A artesã cria verdadeiras obras de arte por meio do bordado

Segundo ela, a rotina, é intensa, mas faz bem. Em datas comemorativas, a demanda aumenta e aqui ela tem que se virar em muitas. “Já cheguei a dormir de madrugada para cumprir as entregas. Mas eu não penso no trabalho, eu penso no resultado final”, pontua. Mesmo gerindo um empreendimento virtual, ela garante que tudo isso exige muito, o cuidado em cada peça deve ser levado para o cartão-postal, que são as redes sociais. “Eles são a nossa vitrine”.

Mesmo enfrentando julgamentos, a empreendedora mantém o foco. “Muita gente fica meio assim quando eu falo que larguei o trabalho fora para empreender. Mas eu não deixo a bola cair. Eu sei que tenho um propósito”, conta com um sorriso.

__MATERIAL EXIBIDO__

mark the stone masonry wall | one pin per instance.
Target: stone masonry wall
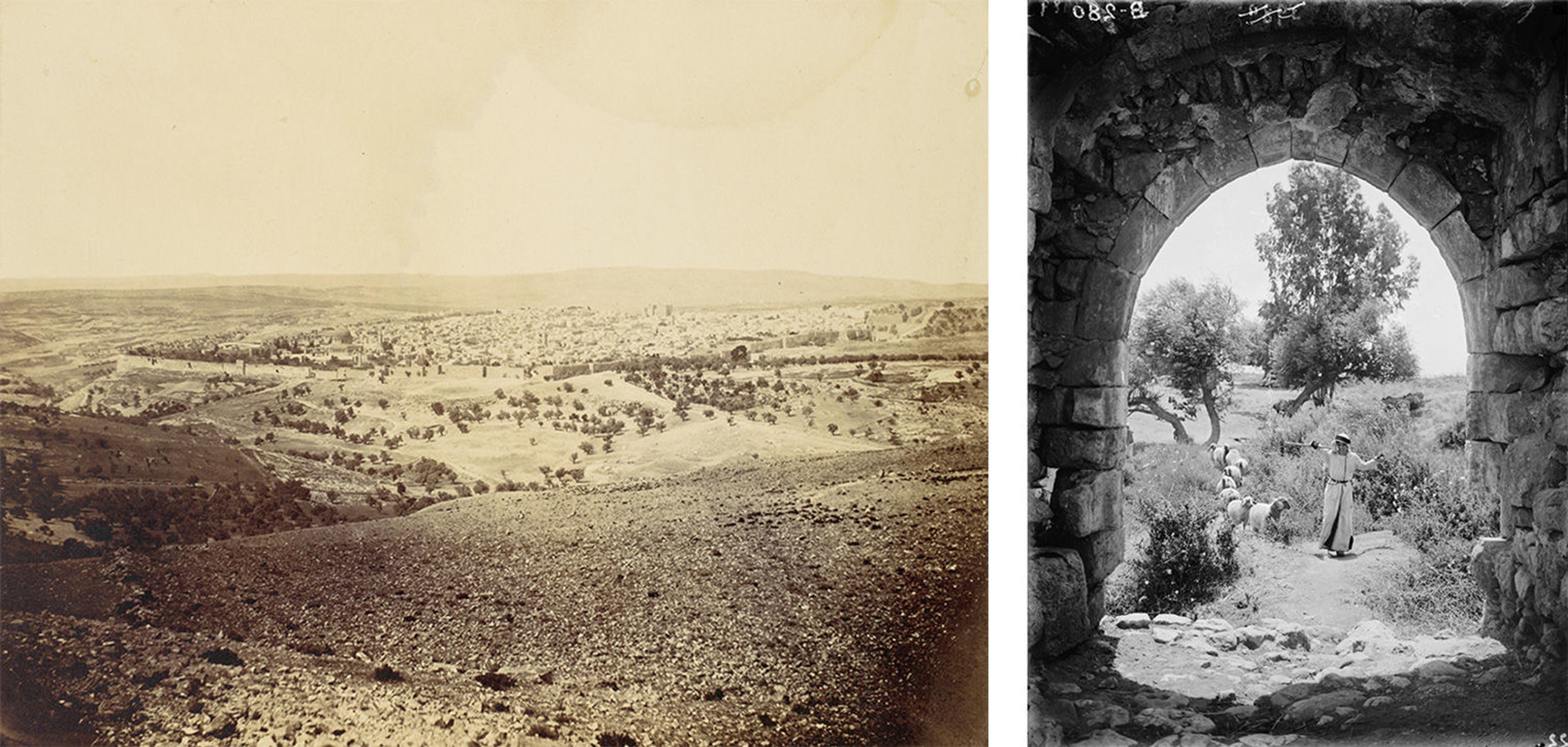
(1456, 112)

* * *

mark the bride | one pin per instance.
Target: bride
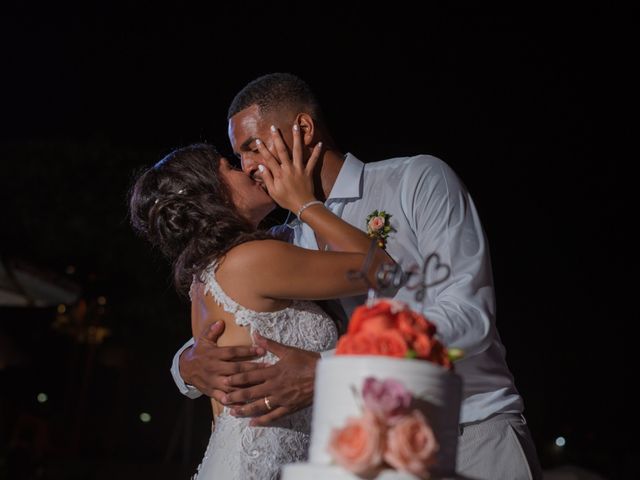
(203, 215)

__INSTRUÇÃO__
Transcreva o trecho sobre a artesã, começando nas palavras "Segundo ela, a" e parando depois de "com um sorriso.". Os registros não são necessários.

__RESPOSTA__
Segundo ela, a rotina, é intensa, mas faz bem. Em datas comemorativas, a demanda aumenta e aqui ela tem que se virar em muitas. “Já cheguei a dormir de madrugada para cumprir as entregas. Mas eu não penso no trabalho, eu penso no resultado final”, pontua. Mesmo gerindo um empreendimento virtual, ela garante que tudo isso exige muito, o cuidado em cada peça deve ser levado para o cartão-postal, que são as redes sociais. “Eles são a nossa vitrine”.

Mesmo enfrentando julgamentos, a empreendedora mantém o foco. “Muita gente fica meio assim quando eu falo que larguei o trabalho fora para empreender. Mas eu não deixo a bola cair. Eu sei que tenho um propósito”, conta com um sorriso.